Aufgabe: Schreiben Sie sämtliche folgenden Zeilen unverändert ab. Lassen Sie dabei die Bilder weg.

Gegebene Zeilen:
● ● ● ● ● ● ●

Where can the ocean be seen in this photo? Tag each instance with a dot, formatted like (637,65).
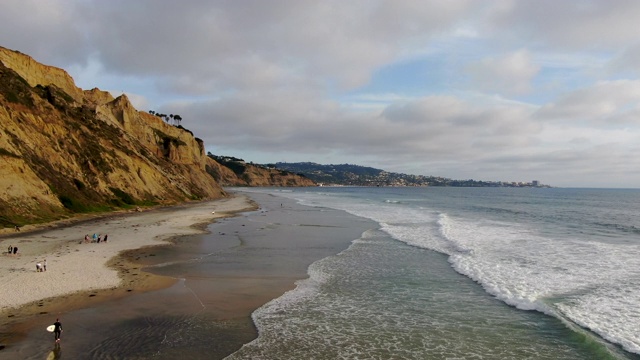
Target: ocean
(465,273)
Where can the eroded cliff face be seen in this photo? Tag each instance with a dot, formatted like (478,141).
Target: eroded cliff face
(64,150)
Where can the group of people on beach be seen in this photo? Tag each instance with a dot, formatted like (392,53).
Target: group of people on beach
(12,250)
(41,266)
(96,238)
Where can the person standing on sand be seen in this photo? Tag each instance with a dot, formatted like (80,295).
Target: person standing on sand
(57,330)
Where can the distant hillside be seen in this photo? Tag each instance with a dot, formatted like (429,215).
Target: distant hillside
(355,175)
(237,172)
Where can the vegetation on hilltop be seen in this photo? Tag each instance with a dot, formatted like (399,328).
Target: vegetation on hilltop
(355,175)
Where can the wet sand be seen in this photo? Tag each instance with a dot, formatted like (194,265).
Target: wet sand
(218,280)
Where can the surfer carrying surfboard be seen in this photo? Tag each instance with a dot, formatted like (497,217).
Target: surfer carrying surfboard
(57,330)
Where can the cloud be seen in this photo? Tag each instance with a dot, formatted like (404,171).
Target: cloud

● ● ● ● ● ● ●

Antwort:
Where can the ocean be seen in this photo? Tag each instance with a dot, formatted like (637,65).
Target: ocean
(465,273)
Where can the eroded cliff face be seen in this photo? Tag each instance with a dot, formatted like (478,141).
Target: eroded cliff face
(64,150)
Where can the group of people on beach be seen in this photo? Tag each instance with a dot, formatted like (392,53).
Target: group of people on beach
(12,250)
(41,266)
(96,238)
Where can the person standing on sand be seen in this photo? Tag each instance with a dot, formatted like (80,295).
Target: person standing on sand
(57,330)
Where can the distant hillside be seen in this photo? Tag each instance with a dot, formatted like (429,215).
Target: distant hillside
(355,175)
(237,172)
Where can the vegetation on hilltop be seen in this photo? Tag each instance with a dot, formatted like (399,328).
Target: vegetation on hilltop
(355,175)
Where can the wet sand be seen in this photo? Tag each instance with a dot, formatted like (194,265).
Target: wet sand
(218,280)
Where can the surfer carrying surfboard be seen in this photo? Tag each instance with a dot, formatted like (497,217).
Target: surfer carrying surfboard
(57,330)
Where can the cloud be seen in this photo? Tag each instance with a dot, formatted like (404,171).
Target: cloud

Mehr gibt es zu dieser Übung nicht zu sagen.